-------- Input data

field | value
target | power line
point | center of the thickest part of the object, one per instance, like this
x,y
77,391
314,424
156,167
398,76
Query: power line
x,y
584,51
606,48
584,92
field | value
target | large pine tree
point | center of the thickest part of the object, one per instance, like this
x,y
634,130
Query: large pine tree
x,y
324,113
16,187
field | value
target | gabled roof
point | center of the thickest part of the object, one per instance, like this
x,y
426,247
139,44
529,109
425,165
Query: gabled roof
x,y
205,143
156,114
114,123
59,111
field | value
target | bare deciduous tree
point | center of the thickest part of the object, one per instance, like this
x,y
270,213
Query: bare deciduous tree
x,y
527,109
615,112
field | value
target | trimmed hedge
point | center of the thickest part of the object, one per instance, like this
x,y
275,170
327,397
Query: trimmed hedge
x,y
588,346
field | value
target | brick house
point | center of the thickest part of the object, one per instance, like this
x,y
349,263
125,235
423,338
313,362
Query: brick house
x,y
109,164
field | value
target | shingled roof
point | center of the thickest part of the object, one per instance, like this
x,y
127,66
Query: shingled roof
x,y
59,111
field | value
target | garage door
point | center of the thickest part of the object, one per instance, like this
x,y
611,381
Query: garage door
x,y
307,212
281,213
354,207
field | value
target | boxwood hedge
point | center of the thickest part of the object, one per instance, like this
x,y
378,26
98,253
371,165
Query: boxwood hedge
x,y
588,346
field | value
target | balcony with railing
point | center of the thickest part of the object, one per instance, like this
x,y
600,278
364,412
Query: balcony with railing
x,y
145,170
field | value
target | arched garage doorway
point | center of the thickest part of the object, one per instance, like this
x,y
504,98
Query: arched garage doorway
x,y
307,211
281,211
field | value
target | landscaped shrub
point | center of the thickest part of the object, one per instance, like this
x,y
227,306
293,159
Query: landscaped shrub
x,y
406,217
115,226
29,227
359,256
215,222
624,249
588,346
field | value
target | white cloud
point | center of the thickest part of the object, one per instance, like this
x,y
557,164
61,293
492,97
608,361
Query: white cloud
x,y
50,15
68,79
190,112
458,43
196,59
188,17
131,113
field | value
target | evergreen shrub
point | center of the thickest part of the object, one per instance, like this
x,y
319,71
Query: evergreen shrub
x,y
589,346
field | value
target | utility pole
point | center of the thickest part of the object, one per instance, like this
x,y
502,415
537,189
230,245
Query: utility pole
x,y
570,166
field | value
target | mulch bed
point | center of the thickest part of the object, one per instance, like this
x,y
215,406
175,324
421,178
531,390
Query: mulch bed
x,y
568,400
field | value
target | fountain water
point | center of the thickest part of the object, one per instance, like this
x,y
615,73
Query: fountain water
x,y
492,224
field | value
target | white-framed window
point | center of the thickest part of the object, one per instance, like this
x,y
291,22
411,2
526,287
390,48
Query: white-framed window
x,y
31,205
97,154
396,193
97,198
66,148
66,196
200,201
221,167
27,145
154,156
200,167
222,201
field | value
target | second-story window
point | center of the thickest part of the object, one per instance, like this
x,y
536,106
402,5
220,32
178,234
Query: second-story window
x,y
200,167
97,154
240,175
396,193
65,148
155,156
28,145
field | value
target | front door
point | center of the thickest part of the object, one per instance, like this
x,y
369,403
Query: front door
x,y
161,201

----------------

### Requirements
From the first line to the last, please quote the material above exactly.

### Output below
field | value
target | power line
point | center of the thickest part of the object, one per instance, like this
x,y
77,391
314,424
156,167
398,76
Query: power line
x,y
584,51
606,48
584,92
field | value
target | large pine tree
point | center of the thickest part of the object, one per instance, like this
x,y
634,130
Query: large pine tree
x,y
324,113
16,187
field | value
target | gabled roof
point | center of the thickest part of the object, one per instance, like this
x,y
426,247
139,44
529,109
425,165
Query: gabled roof
x,y
205,143
156,114
114,123
59,111
field | value
target | bare deciduous tree
point | center of the thickest part of the object, one per instance, like this
x,y
270,213
Query: bare deciduous tree
x,y
527,109
615,112
field | value
target | trimmed hedge
point | center of the thickest part of the object, one per instance, like this
x,y
275,170
327,397
Query: trimmed hedge
x,y
588,346
field | value
target | brick house
point | center of the thickest part of the object, one per instance, like this
x,y
349,263
125,235
423,338
313,362
Query: brick house
x,y
109,164
field | value
target | shingled roof
point | center of the thickest part of the object, one per instance, like this
x,y
127,66
Query: shingled roof
x,y
59,111
field | value
target | garage door
point | center of the thickest part of the object, one per instance, like this
x,y
611,381
Query: garage door
x,y
307,212
281,213
354,207
field | value
target | boxwood hedge
point | center of the thickest part of the object, one per instance, like this
x,y
378,26
98,253
371,165
Query: boxwood hedge
x,y
588,346
field | value
target | balcony with railing
point | center of the thickest part of the object, one per instance, like this
x,y
600,278
364,412
Query: balcony with railing
x,y
145,170
field | value
target | arched garage doorway
point | center of the thickest part of the object, one per instance, like this
x,y
504,98
Query: arched garage doorway
x,y
307,211
281,211
field | value
target | landscaped shrub
point | center of the thickest part of the object, one per instance, like this
x,y
227,306
293,159
Query: landscaped shrub
x,y
406,217
115,226
29,227
359,256
215,222
624,249
588,346
field | value
target | white cloud
point | center of the thickest part of the object, one per instance, like this
x,y
557,164
61,293
492,97
608,361
Query: white cloud
x,y
50,15
68,79
190,112
458,43
196,59
188,17
131,113
field | value
target | evergreen shrub
point | center of the thickest part of the object, one per instance, like this
x,y
319,71
Query: evergreen shrub
x,y
589,346
field | value
target | utility pole
point | center of the thickest part of the object, one per instance, like this
x,y
502,415
537,189
230,245
Query: utility pole
x,y
570,166
field | value
target | mulch bed
point | center of the thickest part of the object, one per instance, like this
x,y
215,406
175,324
421,178
531,390
Query: mulch bed
x,y
568,400
field | value
target | fountain water
point | center of the thickest part of the object, one per instance, like this
x,y
615,73
Query: fountain water
x,y
492,224
field | value
target | white-framed window
point | center of the thickest part of the object, one per instance, like this
x,y
291,22
411,2
526,287
390,48
Query: white-framed window
x,y
31,205
97,154
396,193
97,198
66,148
66,196
200,201
221,167
27,145
154,156
200,167
222,201
field | value
target | second-story window
point | center of the thickest part of the object, one per instance, like this
x,y
536,106
402,5
220,32
178,234
Query: second-story window
x,y
200,167
97,154
240,175
396,193
65,148
155,156
28,145
field | value
target | front door
point | center of the thickest part of the object, one per instance, like this
x,y
369,403
Query: front door
x,y
161,201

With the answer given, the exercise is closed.